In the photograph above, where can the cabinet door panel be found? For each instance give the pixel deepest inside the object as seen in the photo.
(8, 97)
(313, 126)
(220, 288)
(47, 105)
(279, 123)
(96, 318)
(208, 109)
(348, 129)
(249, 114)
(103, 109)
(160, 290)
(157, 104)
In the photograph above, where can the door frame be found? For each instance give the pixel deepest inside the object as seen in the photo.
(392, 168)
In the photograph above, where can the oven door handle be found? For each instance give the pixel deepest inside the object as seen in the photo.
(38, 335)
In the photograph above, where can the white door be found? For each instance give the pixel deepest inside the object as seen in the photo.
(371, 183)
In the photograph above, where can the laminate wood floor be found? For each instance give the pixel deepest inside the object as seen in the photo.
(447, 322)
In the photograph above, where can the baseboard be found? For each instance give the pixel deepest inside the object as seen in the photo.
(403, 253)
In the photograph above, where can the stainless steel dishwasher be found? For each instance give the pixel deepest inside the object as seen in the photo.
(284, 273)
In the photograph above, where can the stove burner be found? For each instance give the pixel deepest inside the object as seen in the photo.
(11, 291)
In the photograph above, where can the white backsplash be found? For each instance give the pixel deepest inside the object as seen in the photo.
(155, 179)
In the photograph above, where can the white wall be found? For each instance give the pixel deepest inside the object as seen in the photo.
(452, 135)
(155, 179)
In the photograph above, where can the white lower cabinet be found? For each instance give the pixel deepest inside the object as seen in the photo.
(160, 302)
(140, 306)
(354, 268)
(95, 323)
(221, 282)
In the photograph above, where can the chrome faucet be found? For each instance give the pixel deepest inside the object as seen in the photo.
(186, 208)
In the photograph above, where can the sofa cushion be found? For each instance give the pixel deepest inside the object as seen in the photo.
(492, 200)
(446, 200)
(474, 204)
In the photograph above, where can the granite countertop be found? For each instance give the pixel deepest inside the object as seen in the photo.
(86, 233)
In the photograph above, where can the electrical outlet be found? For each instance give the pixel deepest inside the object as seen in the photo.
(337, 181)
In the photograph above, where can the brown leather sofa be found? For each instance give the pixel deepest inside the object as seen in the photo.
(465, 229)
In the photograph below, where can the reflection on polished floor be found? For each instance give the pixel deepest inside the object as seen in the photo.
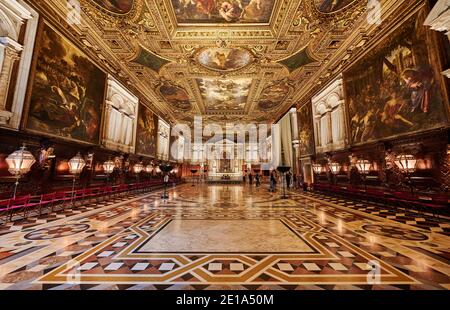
(227, 237)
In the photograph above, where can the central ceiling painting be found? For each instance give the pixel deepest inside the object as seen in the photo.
(224, 94)
(225, 59)
(221, 59)
(223, 11)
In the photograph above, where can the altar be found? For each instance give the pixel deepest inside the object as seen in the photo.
(224, 164)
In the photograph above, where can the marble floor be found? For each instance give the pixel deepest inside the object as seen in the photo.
(227, 237)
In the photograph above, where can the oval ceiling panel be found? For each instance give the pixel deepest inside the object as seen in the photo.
(331, 6)
(225, 59)
(116, 6)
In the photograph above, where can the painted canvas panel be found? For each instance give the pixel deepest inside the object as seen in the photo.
(223, 11)
(147, 128)
(225, 59)
(305, 130)
(297, 60)
(224, 94)
(67, 91)
(176, 96)
(398, 88)
(331, 6)
(116, 6)
(273, 96)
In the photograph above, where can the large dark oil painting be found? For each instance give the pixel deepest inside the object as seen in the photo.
(67, 91)
(398, 88)
(305, 130)
(147, 128)
(116, 6)
(331, 6)
(223, 11)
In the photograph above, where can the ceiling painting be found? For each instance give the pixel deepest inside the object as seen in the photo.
(223, 11)
(225, 59)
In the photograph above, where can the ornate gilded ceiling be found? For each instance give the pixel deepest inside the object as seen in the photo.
(238, 60)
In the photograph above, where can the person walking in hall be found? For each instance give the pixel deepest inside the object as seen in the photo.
(288, 180)
(273, 182)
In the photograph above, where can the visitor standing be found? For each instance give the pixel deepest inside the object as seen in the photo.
(288, 180)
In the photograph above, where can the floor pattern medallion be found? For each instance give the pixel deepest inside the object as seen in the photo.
(227, 237)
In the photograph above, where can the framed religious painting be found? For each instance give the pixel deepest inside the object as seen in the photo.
(397, 88)
(67, 90)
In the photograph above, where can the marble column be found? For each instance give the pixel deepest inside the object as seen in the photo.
(330, 128)
(11, 54)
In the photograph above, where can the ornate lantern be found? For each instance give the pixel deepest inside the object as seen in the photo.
(137, 168)
(76, 164)
(149, 168)
(363, 166)
(109, 166)
(406, 163)
(20, 162)
(335, 168)
(317, 168)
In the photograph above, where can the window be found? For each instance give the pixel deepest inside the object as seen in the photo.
(329, 119)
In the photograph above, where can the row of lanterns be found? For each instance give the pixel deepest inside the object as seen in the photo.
(405, 162)
(21, 161)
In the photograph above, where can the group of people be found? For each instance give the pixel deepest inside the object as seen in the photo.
(256, 178)
(292, 181)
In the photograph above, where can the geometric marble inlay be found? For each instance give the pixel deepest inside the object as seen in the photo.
(225, 236)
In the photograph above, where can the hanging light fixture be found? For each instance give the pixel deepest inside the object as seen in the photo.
(363, 166)
(108, 167)
(317, 168)
(137, 168)
(19, 164)
(149, 168)
(76, 164)
(406, 163)
(335, 168)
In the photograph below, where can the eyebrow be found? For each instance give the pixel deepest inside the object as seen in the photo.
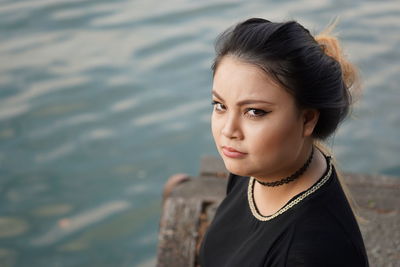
(243, 102)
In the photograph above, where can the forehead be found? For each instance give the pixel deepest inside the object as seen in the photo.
(238, 79)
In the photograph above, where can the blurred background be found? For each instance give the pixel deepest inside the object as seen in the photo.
(101, 101)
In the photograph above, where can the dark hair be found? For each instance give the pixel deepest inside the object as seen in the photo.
(304, 67)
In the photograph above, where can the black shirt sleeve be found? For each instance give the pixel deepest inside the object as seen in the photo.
(319, 245)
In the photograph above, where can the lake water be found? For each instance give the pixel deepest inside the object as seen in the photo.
(101, 101)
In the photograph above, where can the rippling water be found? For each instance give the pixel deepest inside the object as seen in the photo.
(101, 101)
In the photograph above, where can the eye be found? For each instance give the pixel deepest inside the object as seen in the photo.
(255, 113)
(217, 106)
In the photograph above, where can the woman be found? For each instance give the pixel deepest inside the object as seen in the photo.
(278, 92)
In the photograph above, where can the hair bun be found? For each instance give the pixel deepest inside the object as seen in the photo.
(331, 47)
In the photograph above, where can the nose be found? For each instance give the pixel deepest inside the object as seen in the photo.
(231, 128)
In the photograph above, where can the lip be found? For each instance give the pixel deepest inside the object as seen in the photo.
(232, 153)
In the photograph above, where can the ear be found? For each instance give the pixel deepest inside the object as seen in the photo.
(310, 119)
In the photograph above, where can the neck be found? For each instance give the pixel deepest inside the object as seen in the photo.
(280, 194)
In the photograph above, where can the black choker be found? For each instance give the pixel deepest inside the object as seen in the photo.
(291, 177)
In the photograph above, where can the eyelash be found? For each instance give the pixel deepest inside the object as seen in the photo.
(213, 103)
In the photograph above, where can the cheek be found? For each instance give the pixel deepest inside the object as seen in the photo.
(214, 127)
(275, 136)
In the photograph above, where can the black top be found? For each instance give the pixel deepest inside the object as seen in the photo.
(319, 230)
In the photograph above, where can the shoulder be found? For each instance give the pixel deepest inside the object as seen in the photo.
(321, 237)
(315, 245)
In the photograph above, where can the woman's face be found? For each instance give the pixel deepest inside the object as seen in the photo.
(255, 116)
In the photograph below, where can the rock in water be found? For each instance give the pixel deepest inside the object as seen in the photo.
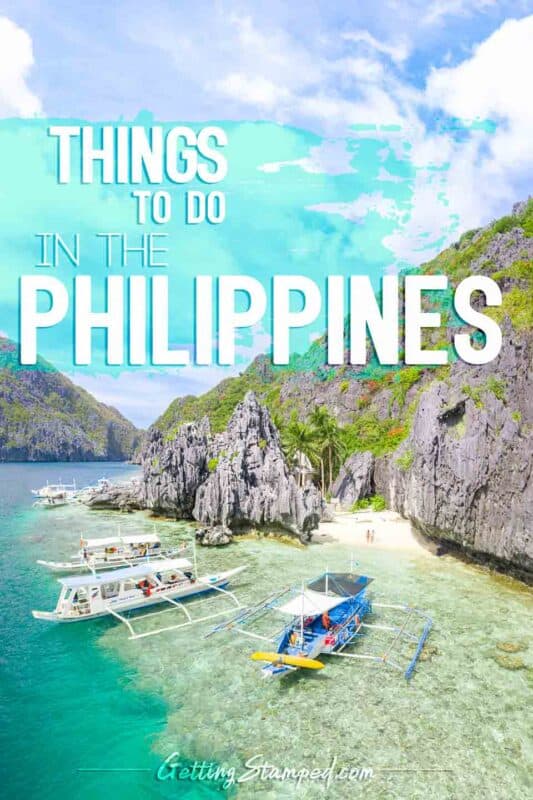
(214, 537)
(236, 479)
(174, 469)
(250, 483)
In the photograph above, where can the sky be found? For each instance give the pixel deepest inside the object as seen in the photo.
(445, 83)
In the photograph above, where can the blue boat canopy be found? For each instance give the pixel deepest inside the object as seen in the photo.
(345, 584)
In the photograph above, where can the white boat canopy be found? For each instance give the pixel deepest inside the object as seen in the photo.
(147, 538)
(309, 603)
(139, 571)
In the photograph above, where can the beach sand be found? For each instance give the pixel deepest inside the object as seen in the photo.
(391, 531)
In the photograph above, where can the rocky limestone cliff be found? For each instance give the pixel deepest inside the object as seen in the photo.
(250, 483)
(465, 473)
(448, 447)
(231, 481)
(174, 469)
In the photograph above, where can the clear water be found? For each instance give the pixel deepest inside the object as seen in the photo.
(85, 697)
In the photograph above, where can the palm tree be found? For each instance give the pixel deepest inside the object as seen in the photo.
(299, 437)
(329, 438)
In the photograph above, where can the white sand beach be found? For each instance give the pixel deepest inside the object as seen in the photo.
(391, 531)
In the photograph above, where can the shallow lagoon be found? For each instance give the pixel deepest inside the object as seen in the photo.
(86, 696)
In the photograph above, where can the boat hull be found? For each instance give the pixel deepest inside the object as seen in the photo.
(68, 567)
(206, 583)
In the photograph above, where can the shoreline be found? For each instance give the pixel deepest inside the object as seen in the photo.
(391, 531)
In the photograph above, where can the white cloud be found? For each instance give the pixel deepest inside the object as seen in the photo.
(493, 84)
(16, 60)
(438, 9)
(253, 91)
(398, 51)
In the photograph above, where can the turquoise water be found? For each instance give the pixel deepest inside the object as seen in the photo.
(85, 697)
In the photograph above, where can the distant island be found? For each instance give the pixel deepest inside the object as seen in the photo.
(44, 416)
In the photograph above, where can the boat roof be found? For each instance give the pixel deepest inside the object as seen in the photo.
(139, 571)
(147, 538)
(346, 584)
(309, 604)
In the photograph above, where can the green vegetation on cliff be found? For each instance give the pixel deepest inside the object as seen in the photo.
(374, 405)
(46, 417)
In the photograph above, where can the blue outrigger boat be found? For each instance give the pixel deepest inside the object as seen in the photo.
(327, 615)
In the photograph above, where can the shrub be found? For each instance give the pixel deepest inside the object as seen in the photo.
(375, 503)
(496, 386)
(405, 461)
(474, 393)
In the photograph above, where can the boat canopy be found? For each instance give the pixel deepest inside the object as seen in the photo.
(309, 604)
(139, 571)
(343, 583)
(147, 538)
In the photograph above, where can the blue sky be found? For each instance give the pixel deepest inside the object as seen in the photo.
(322, 67)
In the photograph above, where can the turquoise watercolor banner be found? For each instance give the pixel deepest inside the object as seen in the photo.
(297, 204)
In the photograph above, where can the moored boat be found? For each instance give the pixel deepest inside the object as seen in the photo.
(326, 616)
(111, 552)
(85, 597)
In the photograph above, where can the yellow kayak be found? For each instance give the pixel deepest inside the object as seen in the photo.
(291, 661)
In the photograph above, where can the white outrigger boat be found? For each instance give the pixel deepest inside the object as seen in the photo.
(85, 597)
(112, 552)
(55, 494)
(55, 489)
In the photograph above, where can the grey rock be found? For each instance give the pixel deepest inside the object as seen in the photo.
(251, 484)
(173, 470)
(217, 536)
(355, 479)
(470, 482)
(237, 479)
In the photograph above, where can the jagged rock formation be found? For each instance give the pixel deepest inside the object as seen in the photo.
(464, 475)
(355, 479)
(46, 417)
(117, 497)
(250, 483)
(231, 481)
(451, 448)
(214, 537)
(173, 470)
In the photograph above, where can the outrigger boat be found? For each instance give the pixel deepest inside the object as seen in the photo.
(85, 597)
(326, 616)
(55, 490)
(112, 552)
(55, 494)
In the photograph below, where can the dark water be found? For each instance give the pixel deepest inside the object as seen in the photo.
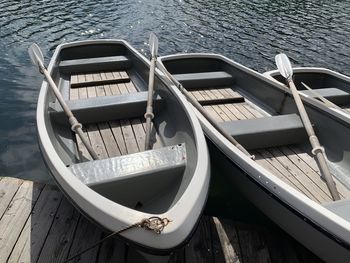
(312, 33)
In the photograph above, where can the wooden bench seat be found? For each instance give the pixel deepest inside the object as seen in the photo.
(167, 161)
(335, 95)
(193, 81)
(93, 64)
(99, 109)
(267, 131)
(98, 79)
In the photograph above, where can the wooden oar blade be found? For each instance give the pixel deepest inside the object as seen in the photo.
(35, 54)
(153, 44)
(284, 66)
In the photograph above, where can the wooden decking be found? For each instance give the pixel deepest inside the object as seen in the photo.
(289, 163)
(37, 224)
(112, 138)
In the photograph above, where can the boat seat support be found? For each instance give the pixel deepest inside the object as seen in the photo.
(335, 95)
(167, 161)
(105, 108)
(194, 81)
(267, 131)
(94, 64)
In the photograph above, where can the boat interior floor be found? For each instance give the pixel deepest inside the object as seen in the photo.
(287, 161)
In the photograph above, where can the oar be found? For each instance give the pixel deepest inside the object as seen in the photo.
(285, 68)
(38, 60)
(153, 45)
(202, 111)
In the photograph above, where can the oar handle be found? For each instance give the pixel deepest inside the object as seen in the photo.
(149, 115)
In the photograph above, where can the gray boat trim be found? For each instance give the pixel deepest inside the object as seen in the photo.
(113, 216)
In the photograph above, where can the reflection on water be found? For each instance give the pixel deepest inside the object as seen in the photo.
(249, 31)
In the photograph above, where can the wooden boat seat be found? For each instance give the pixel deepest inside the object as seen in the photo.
(340, 207)
(94, 64)
(154, 166)
(267, 131)
(99, 109)
(335, 95)
(193, 81)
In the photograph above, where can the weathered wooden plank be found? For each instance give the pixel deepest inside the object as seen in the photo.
(253, 245)
(155, 140)
(199, 248)
(96, 141)
(314, 176)
(221, 113)
(114, 89)
(99, 78)
(299, 175)
(33, 235)
(83, 153)
(73, 94)
(286, 175)
(312, 163)
(228, 238)
(235, 112)
(86, 235)
(213, 113)
(8, 188)
(61, 234)
(82, 91)
(100, 91)
(123, 89)
(118, 135)
(111, 251)
(241, 107)
(108, 90)
(16, 215)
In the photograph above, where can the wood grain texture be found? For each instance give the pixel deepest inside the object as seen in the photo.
+++
▸ **Your objective**
Exactly reproduce the lines that run from the line with "In the photograph above, where can the wooden boat" through the last line of the records, inclusive.

▸ **Answer in full**
In the photograph above, where can the wooden boat seat be found? For each instance give the pixel deepest inside the object as seen in the photo.
(340, 207)
(94, 64)
(154, 166)
(267, 131)
(99, 109)
(335, 95)
(193, 81)
In the photograph above, where can the weathered wooden plank be found? For each instance give the pixel deepest inside the object as seen in the photo.
(253, 245)
(155, 140)
(199, 248)
(96, 141)
(314, 176)
(221, 113)
(114, 89)
(99, 78)
(299, 175)
(33, 235)
(83, 153)
(73, 94)
(286, 175)
(312, 163)
(228, 238)
(235, 112)
(86, 235)
(213, 113)
(8, 188)
(61, 234)
(82, 91)
(100, 91)
(123, 89)
(118, 135)
(111, 251)
(241, 107)
(108, 90)
(16, 215)
In the photograph above, where can the wood grain texture be found? For each instance give the pixel deepest inside the object as seen in the photo.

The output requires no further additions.